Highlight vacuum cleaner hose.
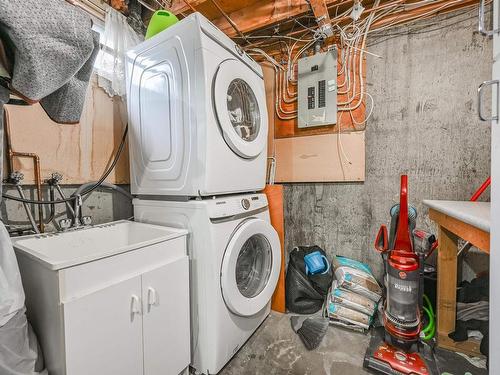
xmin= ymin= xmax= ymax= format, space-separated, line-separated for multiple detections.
xmin=422 ymin=294 xmax=435 ymax=340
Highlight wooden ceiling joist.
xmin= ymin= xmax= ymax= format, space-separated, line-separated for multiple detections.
xmin=309 ymin=0 xmax=330 ymax=20
xmin=208 ymin=0 xmax=351 ymax=38
xmin=110 ymin=0 xmax=128 ymax=13
xmin=371 ymin=0 xmax=480 ymax=29
xmin=166 ymin=0 xmax=484 ymax=41
xmin=308 ymin=0 xmax=333 ymax=36
xmin=212 ymin=0 xmax=310 ymax=37
xmin=170 ymin=0 xmax=207 ymax=14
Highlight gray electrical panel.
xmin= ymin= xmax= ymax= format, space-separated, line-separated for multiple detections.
xmin=297 ymin=48 xmax=337 ymax=128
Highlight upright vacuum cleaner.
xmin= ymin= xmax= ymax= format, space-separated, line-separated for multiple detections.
xmin=364 ymin=175 xmax=437 ymax=375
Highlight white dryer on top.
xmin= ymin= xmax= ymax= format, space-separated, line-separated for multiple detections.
xmin=126 ymin=12 xmax=268 ymax=198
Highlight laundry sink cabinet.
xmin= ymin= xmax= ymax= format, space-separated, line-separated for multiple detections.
xmin=13 ymin=221 xmax=190 ymax=375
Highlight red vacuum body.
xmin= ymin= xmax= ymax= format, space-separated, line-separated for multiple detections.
xmin=384 ymin=176 xmax=421 ymax=350
xmin=366 ymin=175 xmax=430 ymax=375
xmin=384 ymin=250 xmax=421 ymax=350
xmin=383 ymin=175 xmax=422 ymax=349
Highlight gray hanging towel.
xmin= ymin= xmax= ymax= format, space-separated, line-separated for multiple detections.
xmin=0 ymin=0 xmax=99 ymax=124
xmin=0 ymin=220 xmax=47 ymax=374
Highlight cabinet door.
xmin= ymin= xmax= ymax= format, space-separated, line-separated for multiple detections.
xmin=142 ymin=256 xmax=190 ymax=375
xmin=63 ymin=276 xmax=143 ymax=375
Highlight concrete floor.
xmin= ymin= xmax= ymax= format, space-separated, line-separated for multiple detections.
xmin=219 ymin=312 xmax=371 ymax=375
xmin=218 ymin=312 xmax=488 ymax=375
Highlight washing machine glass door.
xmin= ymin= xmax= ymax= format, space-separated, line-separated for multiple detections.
xmin=220 ymin=219 xmax=281 ymax=317
xmin=213 ymin=59 xmax=268 ymax=159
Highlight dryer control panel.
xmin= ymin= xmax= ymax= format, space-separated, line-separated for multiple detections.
xmin=207 ymin=194 xmax=268 ymax=220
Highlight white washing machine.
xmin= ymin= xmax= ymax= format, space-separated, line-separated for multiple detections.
xmin=126 ymin=13 xmax=268 ymax=198
xmin=133 ymin=193 xmax=281 ymax=374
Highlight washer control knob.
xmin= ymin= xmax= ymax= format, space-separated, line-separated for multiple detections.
xmin=241 ymin=199 xmax=250 ymax=210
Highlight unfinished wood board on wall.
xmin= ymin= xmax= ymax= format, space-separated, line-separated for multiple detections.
xmin=4 ymin=77 xmax=129 ymax=184
xmin=274 ymin=132 xmax=365 ymax=183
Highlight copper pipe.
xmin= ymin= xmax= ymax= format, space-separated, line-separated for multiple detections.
xmin=9 ymin=153 xmax=44 ymax=233
xmin=4 ymin=109 xmax=45 ymax=232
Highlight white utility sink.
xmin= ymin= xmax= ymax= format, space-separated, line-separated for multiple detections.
xmin=14 ymin=220 xmax=190 ymax=375
xmin=13 ymin=220 xmax=187 ymax=270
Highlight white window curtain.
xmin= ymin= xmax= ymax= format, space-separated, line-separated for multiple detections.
xmin=94 ymin=7 xmax=143 ymax=97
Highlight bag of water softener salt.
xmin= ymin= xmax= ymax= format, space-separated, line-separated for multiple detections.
xmin=333 ymin=255 xmax=373 ymax=274
xmin=332 ymin=256 xmax=382 ymax=302
xmin=326 ymin=293 xmax=372 ymax=331
xmin=330 ymin=280 xmax=377 ymax=316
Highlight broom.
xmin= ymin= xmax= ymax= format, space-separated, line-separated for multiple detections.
xmin=290 ymin=316 xmax=329 ymax=350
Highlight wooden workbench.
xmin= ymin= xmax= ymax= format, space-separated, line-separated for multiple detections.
xmin=424 ymin=200 xmax=490 ymax=357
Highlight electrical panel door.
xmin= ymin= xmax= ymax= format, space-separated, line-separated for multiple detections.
xmin=297 ymin=48 xmax=338 ymax=128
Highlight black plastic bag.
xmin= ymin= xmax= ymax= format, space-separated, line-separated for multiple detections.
xmin=285 ymin=246 xmax=333 ymax=314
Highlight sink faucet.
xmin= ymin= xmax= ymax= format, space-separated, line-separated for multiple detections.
xmin=73 ymin=194 xmax=83 ymax=228
xmin=70 ymin=194 xmax=92 ymax=229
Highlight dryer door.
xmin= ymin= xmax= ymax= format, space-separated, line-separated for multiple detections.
xmin=220 ymin=219 xmax=281 ymax=317
xmin=213 ymin=59 xmax=268 ymax=159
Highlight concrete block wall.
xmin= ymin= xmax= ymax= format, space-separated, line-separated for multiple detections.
xmin=284 ymin=9 xmax=492 ymax=278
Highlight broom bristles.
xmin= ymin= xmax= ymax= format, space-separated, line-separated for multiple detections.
xmin=291 ymin=316 xmax=329 ymax=350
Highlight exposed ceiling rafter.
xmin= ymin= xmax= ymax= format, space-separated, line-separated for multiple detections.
xmin=147 ymin=0 xmax=485 ymax=44
xmin=308 ymin=0 xmax=333 ymax=36
xmin=170 ymin=0 xmax=207 ymax=13
xmin=199 ymin=0 xmax=353 ymax=37
xmin=211 ymin=0 xmax=311 ymax=37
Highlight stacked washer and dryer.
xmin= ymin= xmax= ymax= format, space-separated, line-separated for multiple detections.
xmin=126 ymin=13 xmax=281 ymax=375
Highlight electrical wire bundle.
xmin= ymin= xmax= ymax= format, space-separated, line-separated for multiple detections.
xmin=237 ymin=0 xmax=488 ymax=176
xmin=241 ymin=0 xmax=488 ymax=129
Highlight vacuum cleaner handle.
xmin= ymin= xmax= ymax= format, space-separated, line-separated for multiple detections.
xmin=374 ymin=225 xmax=389 ymax=253
xmin=393 ymin=175 xmax=413 ymax=253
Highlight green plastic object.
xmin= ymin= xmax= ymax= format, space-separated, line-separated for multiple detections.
xmin=421 ymin=294 xmax=436 ymax=341
xmin=146 ymin=10 xmax=179 ymax=39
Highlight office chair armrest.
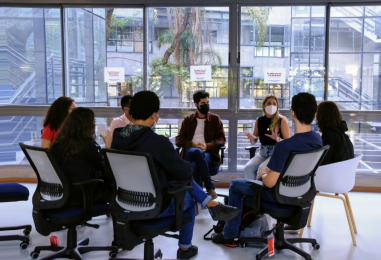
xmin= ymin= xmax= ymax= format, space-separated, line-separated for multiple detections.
xmin=246 ymin=179 xmax=264 ymax=213
xmin=220 ymin=145 xmax=226 ymax=161
xmin=73 ymin=179 xmax=105 ymax=221
xmin=167 ymin=186 xmax=194 ymax=231
xmin=245 ymin=146 xmax=259 ymax=159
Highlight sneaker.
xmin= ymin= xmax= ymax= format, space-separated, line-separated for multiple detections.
xmin=177 ymin=245 xmax=198 ymax=259
xmin=207 ymin=188 xmax=218 ymax=200
xmin=211 ymin=233 xmax=239 ymax=247
xmin=208 ymin=203 xmax=240 ymax=221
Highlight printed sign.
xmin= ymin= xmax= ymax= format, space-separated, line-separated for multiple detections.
xmin=190 ymin=65 xmax=212 ymax=81
xmin=104 ymin=67 xmax=125 ymax=83
xmin=264 ymin=68 xmax=286 ymax=84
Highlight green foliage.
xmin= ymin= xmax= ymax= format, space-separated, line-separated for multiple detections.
xmin=242 ymin=7 xmax=271 ymax=47
xmin=156 ymin=29 xmax=173 ymax=49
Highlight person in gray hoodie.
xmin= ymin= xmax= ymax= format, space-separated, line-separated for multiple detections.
xmin=111 ymin=90 xmax=239 ymax=259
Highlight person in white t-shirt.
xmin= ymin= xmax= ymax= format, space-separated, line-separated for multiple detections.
xmin=101 ymin=95 xmax=133 ymax=148
xmin=176 ymin=90 xmax=226 ymax=201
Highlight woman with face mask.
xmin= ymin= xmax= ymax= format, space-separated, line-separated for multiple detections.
xmin=243 ymin=94 xmax=290 ymax=179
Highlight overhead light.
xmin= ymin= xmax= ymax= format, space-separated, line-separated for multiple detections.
xmin=345 ymin=65 xmax=358 ymax=76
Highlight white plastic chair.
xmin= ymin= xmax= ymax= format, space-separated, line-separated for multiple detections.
xmin=299 ymin=154 xmax=363 ymax=246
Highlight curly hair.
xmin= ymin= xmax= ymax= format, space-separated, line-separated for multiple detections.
xmin=261 ymin=94 xmax=285 ymax=130
xmin=193 ymin=90 xmax=210 ymax=104
xmin=129 ymin=91 xmax=160 ymax=120
xmin=52 ymin=107 xmax=95 ymax=160
xmin=43 ymin=96 xmax=75 ymax=130
xmin=316 ymin=101 xmax=342 ymax=132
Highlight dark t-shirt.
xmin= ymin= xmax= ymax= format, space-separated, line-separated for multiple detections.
xmin=267 ymin=131 xmax=323 ymax=173
xmin=258 ymin=115 xmax=283 ymax=146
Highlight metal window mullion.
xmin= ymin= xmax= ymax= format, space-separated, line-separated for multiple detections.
xmin=227 ymin=1 xmax=239 ymax=172
xmin=323 ymin=4 xmax=331 ymax=101
xmin=60 ymin=5 xmax=66 ymax=96
xmin=359 ymin=6 xmax=366 ymax=110
xmin=143 ymin=5 xmax=148 ymax=91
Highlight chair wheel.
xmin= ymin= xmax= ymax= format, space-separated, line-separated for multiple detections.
xmin=111 ymin=241 xmax=117 ymax=247
xmin=109 ymin=252 xmax=117 ymax=258
xmin=23 ymin=229 xmax=31 ymax=235
xmin=20 ymin=242 xmax=28 ymax=249
xmin=156 ymin=253 xmax=163 ymax=259
xmin=314 ymin=243 xmax=320 ymax=250
xmin=30 ymin=251 xmax=39 ymax=258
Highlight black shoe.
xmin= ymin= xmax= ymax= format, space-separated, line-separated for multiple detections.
xmin=177 ymin=245 xmax=198 ymax=259
xmin=211 ymin=233 xmax=239 ymax=247
xmin=208 ymin=203 xmax=240 ymax=221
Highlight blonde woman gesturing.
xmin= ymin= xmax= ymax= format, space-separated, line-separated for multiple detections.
xmin=243 ymin=94 xmax=290 ymax=179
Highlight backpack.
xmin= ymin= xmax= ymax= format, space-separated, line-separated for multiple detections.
xmin=204 ymin=195 xmax=257 ymax=240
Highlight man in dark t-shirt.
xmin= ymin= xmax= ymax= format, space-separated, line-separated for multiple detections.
xmin=212 ymin=92 xmax=323 ymax=246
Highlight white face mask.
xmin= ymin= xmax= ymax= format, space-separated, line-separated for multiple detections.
xmin=265 ymin=105 xmax=277 ymax=115
xmin=152 ymin=113 xmax=159 ymax=129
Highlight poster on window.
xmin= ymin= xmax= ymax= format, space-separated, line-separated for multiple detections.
xmin=190 ymin=65 xmax=212 ymax=81
xmin=104 ymin=67 xmax=125 ymax=83
xmin=264 ymin=68 xmax=286 ymax=84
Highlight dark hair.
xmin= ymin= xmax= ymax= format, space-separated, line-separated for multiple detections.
xmin=193 ymin=90 xmax=210 ymax=104
xmin=120 ymin=95 xmax=133 ymax=111
xmin=291 ymin=92 xmax=317 ymax=125
xmin=316 ymin=101 xmax=342 ymax=132
xmin=129 ymin=91 xmax=160 ymax=120
xmin=43 ymin=96 xmax=75 ymax=130
xmin=52 ymin=107 xmax=95 ymax=160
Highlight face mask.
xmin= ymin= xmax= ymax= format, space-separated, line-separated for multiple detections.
xmin=152 ymin=113 xmax=159 ymax=129
xmin=265 ymin=105 xmax=277 ymax=115
xmin=197 ymin=104 xmax=210 ymax=115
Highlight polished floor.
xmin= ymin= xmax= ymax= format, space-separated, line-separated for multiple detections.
xmin=1 ymin=184 xmax=381 ymax=260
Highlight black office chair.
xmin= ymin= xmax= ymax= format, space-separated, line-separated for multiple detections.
xmin=245 ymin=145 xmax=260 ymax=159
xmin=241 ymin=146 xmax=330 ymax=260
xmin=0 ymin=183 xmax=32 ymax=249
xmin=19 ymin=143 xmax=118 ymax=260
xmin=101 ymin=148 xmax=194 ymax=260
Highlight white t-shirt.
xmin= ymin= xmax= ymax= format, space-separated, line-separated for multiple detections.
xmin=192 ymin=118 xmax=206 ymax=144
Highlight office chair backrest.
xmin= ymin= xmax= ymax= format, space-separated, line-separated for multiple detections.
xmin=19 ymin=143 xmax=67 ymax=203
xmin=275 ymin=145 xmax=330 ymax=206
xmin=102 ymin=149 xmax=162 ymax=216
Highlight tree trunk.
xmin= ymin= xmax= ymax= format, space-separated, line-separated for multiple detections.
xmin=162 ymin=8 xmax=191 ymax=66
xmin=105 ymin=9 xmax=114 ymax=45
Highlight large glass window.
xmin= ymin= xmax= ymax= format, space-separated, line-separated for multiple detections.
xmin=0 ymin=7 xmax=62 ymax=105
xmin=239 ymin=6 xmax=325 ymax=109
xmin=148 ymin=7 xmax=229 ymax=108
xmin=329 ymin=6 xmax=381 ymax=110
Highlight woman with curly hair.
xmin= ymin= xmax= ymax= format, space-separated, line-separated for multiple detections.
xmin=243 ymin=94 xmax=290 ymax=179
xmin=41 ymin=96 xmax=76 ymax=148
xmin=51 ymin=107 xmax=111 ymax=206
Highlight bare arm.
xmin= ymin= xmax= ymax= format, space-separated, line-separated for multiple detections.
xmin=261 ymin=168 xmax=280 ymax=189
xmin=41 ymin=139 xmax=51 ymax=149
xmin=280 ymin=118 xmax=290 ymax=140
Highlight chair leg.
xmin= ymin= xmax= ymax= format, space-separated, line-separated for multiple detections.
xmin=255 ymin=246 xmax=269 ymax=260
xmin=318 ymin=193 xmax=357 ymax=246
xmin=287 ymin=238 xmax=318 ymax=247
xmin=282 ymin=240 xmax=312 ymax=260
xmin=342 ymin=193 xmax=357 ymax=234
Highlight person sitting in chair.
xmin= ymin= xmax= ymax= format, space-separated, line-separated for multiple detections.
xmin=211 ymin=92 xmax=323 ymax=246
xmin=111 ymin=91 xmax=239 ymax=259
xmin=175 ymin=90 xmax=226 ymax=200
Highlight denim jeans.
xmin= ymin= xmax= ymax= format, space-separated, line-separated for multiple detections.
xmin=244 ymin=145 xmax=274 ymax=179
xmin=156 ymin=180 xmax=211 ymax=248
xmin=222 ymin=178 xmax=277 ymax=239
xmin=183 ymin=147 xmax=214 ymax=189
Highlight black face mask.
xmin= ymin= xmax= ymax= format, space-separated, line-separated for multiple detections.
xmin=197 ymin=104 xmax=210 ymax=115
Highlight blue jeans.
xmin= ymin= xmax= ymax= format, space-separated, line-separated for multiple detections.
xmin=183 ymin=147 xmax=214 ymax=189
xmin=244 ymin=145 xmax=274 ymax=179
xmin=223 ymin=178 xmax=277 ymax=239
xmin=156 ymin=181 xmax=211 ymax=248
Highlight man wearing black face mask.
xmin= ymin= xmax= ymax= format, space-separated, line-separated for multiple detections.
xmin=176 ymin=90 xmax=226 ymax=204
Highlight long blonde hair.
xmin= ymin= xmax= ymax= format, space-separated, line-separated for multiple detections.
xmin=262 ymin=94 xmax=284 ymax=131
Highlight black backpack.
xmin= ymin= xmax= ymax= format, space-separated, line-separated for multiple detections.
xmin=333 ymin=127 xmax=354 ymax=162
xmin=204 ymin=195 xmax=257 ymax=240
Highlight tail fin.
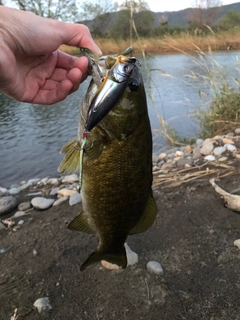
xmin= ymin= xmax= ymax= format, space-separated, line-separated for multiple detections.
xmin=80 ymin=247 xmax=127 ymax=271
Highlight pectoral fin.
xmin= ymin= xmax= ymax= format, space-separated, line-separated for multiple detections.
xmin=68 ymin=211 xmax=94 ymax=234
xmin=129 ymin=195 xmax=158 ymax=235
xmin=84 ymin=135 xmax=104 ymax=160
xmin=58 ymin=139 xmax=80 ymax=174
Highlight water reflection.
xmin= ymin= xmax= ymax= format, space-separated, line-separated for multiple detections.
xmin=1 ymin=51 xmax=240 ymax=187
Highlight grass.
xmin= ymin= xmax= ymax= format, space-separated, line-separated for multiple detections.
xmin=60 ymin=31 xmax=240 ymax=56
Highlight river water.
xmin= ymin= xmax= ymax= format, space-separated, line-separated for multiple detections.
xmin=1 ymin=50 xmax=240 ymax=187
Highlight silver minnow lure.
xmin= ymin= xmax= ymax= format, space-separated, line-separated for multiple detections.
xmin=85 ymin=55 xmax=138 ymax=132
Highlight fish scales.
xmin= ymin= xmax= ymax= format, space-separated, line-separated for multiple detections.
xmin=58 ymin=51 xmax=157 ymax=270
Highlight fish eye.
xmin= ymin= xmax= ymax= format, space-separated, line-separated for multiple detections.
xmin=128 ymin=78 xmax=140 ymax=91
xmin=124 ymin=65 xmax=132 ymax=73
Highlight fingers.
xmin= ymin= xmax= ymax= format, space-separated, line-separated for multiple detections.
xmin=60 ymin=23 xmax=102 ymax=56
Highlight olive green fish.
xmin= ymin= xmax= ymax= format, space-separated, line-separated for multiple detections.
xmin=58 ymin=49 xmax=157 ymax=271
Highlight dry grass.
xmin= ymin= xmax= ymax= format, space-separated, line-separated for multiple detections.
xmin=152 ymin=161 xmax=238 ymax=189
xmin=59 ymin=31 xmax=240 ymax=56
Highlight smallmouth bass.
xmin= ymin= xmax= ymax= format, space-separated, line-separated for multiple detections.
xmin=58 ymin=49 xmax=157 ymax=271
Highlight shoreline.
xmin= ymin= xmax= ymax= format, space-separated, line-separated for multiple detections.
xmin=1 ymin=131 xmax=239 ymax=218
xmin=60 ymin=32 xmax=240 ymax=56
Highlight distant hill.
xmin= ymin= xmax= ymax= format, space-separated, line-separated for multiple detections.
xmin=79 ymin=2 xmax=240 ymax=32
xmin=154 ymin=2 xmax=240 ymax=27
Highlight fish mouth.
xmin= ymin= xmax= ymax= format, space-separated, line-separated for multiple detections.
xmin=84 ymin=54 xmax=139 ymax=132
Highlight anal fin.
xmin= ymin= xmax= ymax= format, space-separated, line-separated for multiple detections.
xmin=129 ymin=194 xmax=158 ymax=235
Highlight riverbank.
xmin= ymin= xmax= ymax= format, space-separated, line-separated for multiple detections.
xmin=60 ymin=31 xmax=240 ymax=55
xmin=1 ymin=155 xmax=240 ymax=319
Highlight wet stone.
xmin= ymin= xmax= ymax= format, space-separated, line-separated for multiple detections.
xmin=18 ymin=202 xmax=31 ymax=211
xmin=31 ymin=197 xmax=54 ymax=210
xmin=0 ymin=196 xmax=18 ymax=216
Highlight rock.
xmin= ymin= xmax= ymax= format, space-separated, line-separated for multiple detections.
xmin=161 ymin=163 xmax=173 ymax=171
xmin=33 ymin=297 xmax=52 ymax=313
xmin=192 ymin=146 xmax=202 ymax=160
xmin=234 ymin=239 xmax=240 ymax=249
xmin=69 ymin=193 xmax=82 ymax=206
xmin=26 ymin=191 xmax=43 ymax=197
xmin=50 ymin=187 xmax=60 ymax=196
xmin=185 ymin=145 xmax=192 ymax=153
xmin=218 ymin=156 xmax=228 ymax=162
xmin=225 ymin=144 xmax=236 ymax=152
xmin=101 ymin=260 xmax=120 ymax=270
xmin=0 ymin=248 xmax=6 ymax=253
xmin=147 ymin=261 xmax=164 ymax=275
xmin=175 ymin=150 xmax=184 ymax=157
xmin=204 ymin=155 xmax=216 ymax=162
xmin=18 ymin=202 xmax=31 ymax=211
xmin=14 ymin=211 xmax=26 ymax=218
xmin=196 ymin=138 xmax=203 ymax=145
xmin=40 ymin=177 xmax=49 ymax=184
xmin=8 ymin=187 xmax=21 ymax=195
xmin=48 ymin=178 xmax=59 ymax=185
xmin=0 ymin=187 xmax=8 ymax=196
xmin=125 ymin=243 xmax=138 ymax=266
xmin=176 ymin=158 xmax=193 ymax=168
xmin=28 ymin=178 xmax=41 ymax=185
xmin=53 ymin=196 xmax=68 ymax=206
xmin=0 ymin=222 xmax=5 ymax=230
xmin=0 ymin=196 xmax=18 ymax=216
xmin=18 ymin=220 xmax=24 ymax=225
xmin=159 ymin=153 xmax=167 ymax=160
xmin=213 ymin=146 xmax=226 ymax=157
xmin=222 ymin=138 xmax=234 ymax=145
xmin=234 ymin=128 xmax=240 ymax=135
xmin=57 ymin=189 xmax=78 ymax=197
xmin=31 ymin=197 xmax=54 ymax=210
xmin=20 ymin=183 xmax=29 ymax=191
xmin=62 ymin=174 xmax=79 ymax=184
xmin=200 ymin=141 xmax=214 ymax=155
xmin=152 ymin=154 xmax=159 ymax=163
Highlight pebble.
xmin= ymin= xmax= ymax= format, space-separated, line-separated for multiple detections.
xmin=0 ymin=187 xmax=8 ymax=196
xmin=147 ymin=261 xmax=164 ymax=275
xmin=200 ymin=141 xmax=214 ymax=155
xmin=20 ymin=183 xmax=30 ymax=191
xmin=18 ymin=220 xmax=24 ymax=225
xmin=26 ymin=191 xmax=42 ymax=197
xmin=0 ymin=222 xmax=5 ymax=230
xmin=53 ymin=196 xmax=68 ymax=206
xmin=235 ymin=128 xmax=240 ymax=134
xmin=61 ymin=174 xmax=79 ymax=184
xmin=33 ymin=297 xmax=52 ymax=313
xmin=48 ymin=178 xmax=59 ymax=185
xmin=58 ymin=189 xmax=78 ymax=197
xmin=125 ymin=243 xmax=138 ymax=266
xmin=14 ymin=211 xmax=26 ymax=218
xmin=0 ymin=196 xmax=18 ymax=216
xmin=234 ymin=239 xmax=240 ymax=249
xmin=226 ymin=144 xmax=236 ymax=152
xmin=28 ymin=178 xmax=41 ymax=185
xmin=50 ymin=187 xmax=60 ymax=196
xmin=8 ymin=187 xmax=21 ymax=195
xmin=0 ymin=248 xmax=6 ymax=253
xmin=69 ymin=193 xmax=82 ymax=206
xmin=18 ymin=202 xmax=31 ymax=211
xmin=204 ymin=155 xmax=216 ymax=161
xmin=31 ymin=197 xmax=54 ymax=210
xmin=213 ymin=146 xmax=226 ymax=156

TASK DIRECTIONS
In the listing above, find the line containing "Highlight river water." and the line containing "Highlight dry grass.", then retype both and every line between them exactly, with nothing else.

EXERCISE ANSWER
Highlight river water.
xmin= ymin= xmax= ymax= format, space-separated, line-separated for multiple detections.
xmin=1 ymin=50 xmax=240 ymax=187
Highlight silver minnow lure.
xmin= ymin= xmax= ymax= format, space-separated, line-separated for multiple detections.
xmin=85 ymin=55 xmax=138 ymax=132
Highlight fish scales.
xmin= ymin= xmax= ymax= format, space-separated, line-separated for multiple detections.
xmin=58 ymin=51 xmax=157 ymax=270
Highlight fish eye.
xmin= ymin= xmax= ymax= format, space-separated, line-separated for multiple detections.
xmin=128 ymin=78 xmax=140 ymax=91
xmin=124 ymin=65 xmax=132 ymax=73
Highlight fingers.
xmin= ymin= xmax= ymax= format, space-separated, line-separated for multiple detections.
xmin=60 ymin=23 xmax=102 ymax=56
Highlight olive green fish.
xmin= ymin= xmax= ymax= format, space-separated, line-separated for multiple detections.
xmin=58 ymin=49 xmax=157 ymax=271
Highlight dry grass.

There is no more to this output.